_PROBLEM DETAILS_:
Show every line of the data below that contains the word "gravel", copying each line in full.

_MATERIAL SHOWN_:
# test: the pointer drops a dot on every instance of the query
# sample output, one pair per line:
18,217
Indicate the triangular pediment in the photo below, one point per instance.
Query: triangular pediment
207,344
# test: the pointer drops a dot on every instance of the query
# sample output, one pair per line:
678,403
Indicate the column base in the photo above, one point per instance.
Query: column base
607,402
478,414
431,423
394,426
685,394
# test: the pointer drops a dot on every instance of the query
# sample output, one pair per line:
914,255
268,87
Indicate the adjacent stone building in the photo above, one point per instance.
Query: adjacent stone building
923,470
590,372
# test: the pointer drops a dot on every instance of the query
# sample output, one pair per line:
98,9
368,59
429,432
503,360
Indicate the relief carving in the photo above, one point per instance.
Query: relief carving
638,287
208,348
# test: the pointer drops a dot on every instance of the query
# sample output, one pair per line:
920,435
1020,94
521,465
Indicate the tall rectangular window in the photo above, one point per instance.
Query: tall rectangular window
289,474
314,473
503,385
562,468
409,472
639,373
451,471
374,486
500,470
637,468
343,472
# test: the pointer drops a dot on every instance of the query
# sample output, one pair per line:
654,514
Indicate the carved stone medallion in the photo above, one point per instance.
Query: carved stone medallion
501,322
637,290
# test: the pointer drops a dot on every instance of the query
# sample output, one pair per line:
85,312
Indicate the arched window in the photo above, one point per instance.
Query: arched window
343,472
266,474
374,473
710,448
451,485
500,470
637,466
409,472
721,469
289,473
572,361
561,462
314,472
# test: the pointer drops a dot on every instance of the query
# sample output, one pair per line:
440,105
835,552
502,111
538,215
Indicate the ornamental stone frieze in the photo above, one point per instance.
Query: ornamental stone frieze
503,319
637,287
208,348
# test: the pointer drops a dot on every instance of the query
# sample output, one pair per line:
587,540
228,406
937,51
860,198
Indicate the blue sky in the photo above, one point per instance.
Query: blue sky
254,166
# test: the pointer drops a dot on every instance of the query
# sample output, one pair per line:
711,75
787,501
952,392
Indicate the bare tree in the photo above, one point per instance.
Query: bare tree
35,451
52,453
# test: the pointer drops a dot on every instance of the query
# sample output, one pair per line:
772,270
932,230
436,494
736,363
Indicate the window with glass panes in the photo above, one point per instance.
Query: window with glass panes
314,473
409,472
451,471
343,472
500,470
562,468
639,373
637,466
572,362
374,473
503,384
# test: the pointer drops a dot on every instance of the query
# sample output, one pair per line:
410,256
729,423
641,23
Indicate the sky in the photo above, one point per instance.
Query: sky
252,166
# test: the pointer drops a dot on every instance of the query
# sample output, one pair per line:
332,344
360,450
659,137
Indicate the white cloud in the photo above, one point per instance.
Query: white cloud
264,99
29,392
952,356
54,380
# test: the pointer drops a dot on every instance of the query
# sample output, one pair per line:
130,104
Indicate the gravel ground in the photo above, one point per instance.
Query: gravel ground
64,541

_SOLUTION_:
Indicate the gravel ground in the photo above, one point per instance.
Query: gravel ground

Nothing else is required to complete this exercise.